» **What you have to do**
Substitute "pattern" for "sample" throughout the records below, keeping every other part of each line the same.

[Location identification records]
..............................

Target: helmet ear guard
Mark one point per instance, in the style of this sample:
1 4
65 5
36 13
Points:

..............................

» **Solution**
Target: helmet ear guard
Mark one point per instance, in the style of this pattern:
1 4
65 5
36 13
Points:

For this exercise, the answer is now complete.